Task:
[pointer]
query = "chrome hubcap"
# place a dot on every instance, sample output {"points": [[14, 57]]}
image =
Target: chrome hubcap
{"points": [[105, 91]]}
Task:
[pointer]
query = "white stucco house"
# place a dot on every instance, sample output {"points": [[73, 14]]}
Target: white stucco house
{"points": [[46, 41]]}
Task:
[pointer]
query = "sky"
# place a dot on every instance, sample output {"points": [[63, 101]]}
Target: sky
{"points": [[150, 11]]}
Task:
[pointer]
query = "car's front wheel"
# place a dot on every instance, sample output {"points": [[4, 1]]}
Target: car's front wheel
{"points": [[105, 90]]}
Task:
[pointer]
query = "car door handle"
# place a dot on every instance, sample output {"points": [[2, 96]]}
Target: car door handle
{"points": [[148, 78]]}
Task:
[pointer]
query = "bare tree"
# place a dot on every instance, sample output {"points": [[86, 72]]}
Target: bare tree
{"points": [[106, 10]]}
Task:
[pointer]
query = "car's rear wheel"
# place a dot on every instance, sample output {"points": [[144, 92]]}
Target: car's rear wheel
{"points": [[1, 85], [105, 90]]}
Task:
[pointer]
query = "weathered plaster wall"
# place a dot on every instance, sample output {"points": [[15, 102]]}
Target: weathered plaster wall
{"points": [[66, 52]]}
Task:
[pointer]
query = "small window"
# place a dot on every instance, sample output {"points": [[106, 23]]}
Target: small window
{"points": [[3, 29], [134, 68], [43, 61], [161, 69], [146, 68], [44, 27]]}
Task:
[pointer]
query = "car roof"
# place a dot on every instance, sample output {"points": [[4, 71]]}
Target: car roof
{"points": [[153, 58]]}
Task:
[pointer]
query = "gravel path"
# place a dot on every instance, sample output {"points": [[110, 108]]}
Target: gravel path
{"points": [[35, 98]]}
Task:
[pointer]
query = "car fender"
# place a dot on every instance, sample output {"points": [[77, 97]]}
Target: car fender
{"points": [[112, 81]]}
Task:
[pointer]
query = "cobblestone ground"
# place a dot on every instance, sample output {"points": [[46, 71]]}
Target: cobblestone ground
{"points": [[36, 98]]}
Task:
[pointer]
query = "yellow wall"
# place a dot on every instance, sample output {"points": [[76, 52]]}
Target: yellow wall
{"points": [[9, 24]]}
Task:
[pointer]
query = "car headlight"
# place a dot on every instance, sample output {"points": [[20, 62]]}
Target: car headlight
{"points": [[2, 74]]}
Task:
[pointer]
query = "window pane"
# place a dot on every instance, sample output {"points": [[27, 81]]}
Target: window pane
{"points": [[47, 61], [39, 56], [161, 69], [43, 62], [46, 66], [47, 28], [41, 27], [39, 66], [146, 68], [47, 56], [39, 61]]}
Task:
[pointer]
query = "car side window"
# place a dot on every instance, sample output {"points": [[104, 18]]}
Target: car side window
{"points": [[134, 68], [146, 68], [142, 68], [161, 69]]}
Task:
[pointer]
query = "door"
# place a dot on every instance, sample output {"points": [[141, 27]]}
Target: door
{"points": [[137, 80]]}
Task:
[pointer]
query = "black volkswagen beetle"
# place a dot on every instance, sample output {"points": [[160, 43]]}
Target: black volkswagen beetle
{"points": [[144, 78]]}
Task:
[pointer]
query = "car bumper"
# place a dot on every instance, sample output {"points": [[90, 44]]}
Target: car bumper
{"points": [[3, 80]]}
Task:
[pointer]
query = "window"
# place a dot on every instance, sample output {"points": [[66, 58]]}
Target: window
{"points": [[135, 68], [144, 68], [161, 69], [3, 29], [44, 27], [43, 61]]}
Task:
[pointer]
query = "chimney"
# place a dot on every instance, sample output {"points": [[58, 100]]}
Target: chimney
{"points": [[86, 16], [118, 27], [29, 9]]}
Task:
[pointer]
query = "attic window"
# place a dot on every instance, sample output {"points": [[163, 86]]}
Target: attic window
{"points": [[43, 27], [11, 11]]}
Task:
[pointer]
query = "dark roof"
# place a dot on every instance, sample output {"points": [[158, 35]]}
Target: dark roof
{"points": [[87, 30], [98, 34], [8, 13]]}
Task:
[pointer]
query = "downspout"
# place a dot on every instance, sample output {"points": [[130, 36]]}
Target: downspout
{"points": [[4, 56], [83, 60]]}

**What the task asks**
Retype every record above exactly as it appears.

**Solution for this exercise**
Task:
[pointer]
query = "chrome hubcap"
# place a dot on every instance, sample output {"points": [[14, 57]]}
image =
Target: chrome hubcap
{"points": [[105, 91]]}
Task:
[pointer]
query = "white stucco house"
# place a dot on every instance, sample output {"points": [[73, 14]]}
Target: white stucco house
{"points": [[46, 41]]}
Task:
[pointer]
query = "sky"
# place a dot on every instance, sample output {"points": [[63, 101]]}
Target: sky
{"points": [[150, 11]]}
Task:
[pointer]
query = "car's front wheel"
# place a dot on every instance, sample output {"points": [[4, 1]]}
Target: car's front wheel
{"points": [[105, 90]]}
Task:
[pointer]
query = "car door handle"
# place a dot on every instance, sample output {"points": [[2, 96]]}
Target: car door handle
{"points": [[148, 78]]}
Task:
[pointer]
query = "bare tree"
# place a dot on every instance, sample output {"points": [[86, 72]]}
Target: bare tree
{"points": [[106, 10]]}
Task:
[pointer]
query = "car's rear wheel"
# place a dot on every instance, sample output {"points": [[144, 92]]}
Target: car's rear wheel
{"points": [[1, 85], [105, 90]]}
Task:
[pointer]
query = "weathered plaster wall"
# place a dot on every instance, sample output {"points": [[15, 102]]}
Target: weathered plaster wall
{"points": [[66, 52]]}
Task:
[pointer]
query = "small window"
# place a dot on every instance, sample output {"points": [[106, 23]]}
Target: small window
{"points": [[3, 29], [134, 68], [43, 61], [161, 69], [146, 68], [44, 27]]}
Task:
[pointer]
query = "car roof"
# place a dot on every instance, sample output {"points": [[4, 71]]}
Target: car roof
{"points": [[153, 58]]}
Task:
[pointer]
query = "gravel path"
# place a dot on every instance, sample output {"points": [[110, 108]]}
Target: gravel path
{"points": [[35, 98]]}
Task:
[pointer]
query = "car fender"
# place a dot on every instance, sample output {"points": [[77, 97]]}
Target: car fender
{"points": [[112, 81]]}
Task:
[pointer]
query = "cobblestone ground"
# place a dot on every instance, sample output {"points": [[46, 71]]}
Target: cobblestone ground
{"points": [[36, 98]]}
Task:
[pointer]
query = "yellow wall"
# place a dot on every instance, sample output {"points": [[76, 52]]}
Target: yellow wall
{"points": [[9, 24]]}
Task:
[pointer]
query = "car headlight"
# place a dot on every instance, sample output {"points": [[20, 62]]}
Target: car headlight
{"points": [[2, 74]]}
Task:
[pointer]
query = "window pane"
# place a dot on every instance, sample output {"points": [[27, 81]]}
Target: window pane
{"points": [[47, 61], [39, 56], [161, 69], [43, 62], [46, 66], [47, 28], [41, 27], [39, 66], [146, 68], [47, 56], [39, 61]]}
Task:
[pointer]
query = "car side window"
# place a dot on every instance, sample output {"points": [[104, 18]]}
Target: car side window
{"points": [[134, 68], [146, 68], [142, 68], [161, 69]]}
Task:
[pointer]
query = "door"
# place a dot on every instance, sample output {"points": [[141, 27]]}
Target: door
{"points": [[137, 80]]}
Task:
[pointer]
query = "black volkswagen beetle"
# place a dot on every instance, sample output {"points": [[160, 43]]}
Target: black volkswagen beetle
{"points": [[144, 78]]}
Task:
[pointer]
query = "car bumper"
# place a dot on every instance, sample output {"points": [[90, 44]]}
Target: car bumper
{"points": [[3, 80]]}
Task:
[pointer]
query = "window"
# place a dot on every instance, sample output {"points": [[66, 58]]}
Target: window
{"points": [[135, 68], [144, 68], [161, 69], [3, 29], [44, 27], [43, 61]]}
Task:
[pointer]
query = "chimney"
# place a dot on every instance, sample output {"points": [[58, 100]]}
Target: chimney
{"points": [[86, 16], [118, 27], [29, 9]]}
Task:
[pointer]
query = "attic window"
# place a dot on every instance, sample output {"points": [[163, 86]]}
Target: attic window
{"points": [[43, 27], [11, 11]]}
Task:
[pointer]
query = "dark roof"
# place a dot on every instance, sample output {"points": [[158, 35]]}
Target: dark roof
{"points": [[87, 30], [98, 34], [8, 13]]}
Task:
[pointer]
query = "downspout"
# place a dot on every instance, sample output {"points": [[130, 36]]}
Target: downspout
{"points": [[4, 56], [83, 60]]}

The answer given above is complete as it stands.